> VOTRE OBJECTIF
Restituez à l'identique chacune des lignes du matériel ci-dessous, sans en modifier aucune.

:: DONNÉES ENREGISTRÉES

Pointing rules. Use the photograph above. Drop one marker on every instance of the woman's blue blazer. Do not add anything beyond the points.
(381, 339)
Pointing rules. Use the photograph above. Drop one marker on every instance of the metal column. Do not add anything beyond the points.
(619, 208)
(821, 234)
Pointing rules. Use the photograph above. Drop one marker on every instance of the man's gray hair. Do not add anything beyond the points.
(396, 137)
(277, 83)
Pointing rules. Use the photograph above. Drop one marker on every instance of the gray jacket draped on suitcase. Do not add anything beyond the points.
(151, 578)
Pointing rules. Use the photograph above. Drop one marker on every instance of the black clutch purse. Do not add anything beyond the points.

::::

> SOLUTION DE L'EXERCICE
Pointing rules. Use the photograph above. Drop one marker on every instance of the woman's blue blazer. Do not add anything beyond the points.
(381, 339)
Pointing rules. Use the photograph above. Drop one marker on every instance of the metal column. Do not add anything beyond the points.
(619, 208)
(821, 234)
Pointing rules. Use the photograph above. Drop one marker on every instance of the man's gray hair. Do not add anything beyond the points.
(396, 137)
(277, 83)
Pointing rules. Use the photograph above. Drop one marker on every instance of the gray jacket draped on suitcase. Do not add anything beyond the points.
(151, 578)
Pointing rules. Use the photograph above. Drop one marker on every instance of the black clutch purse. Do not add anything beyond the points.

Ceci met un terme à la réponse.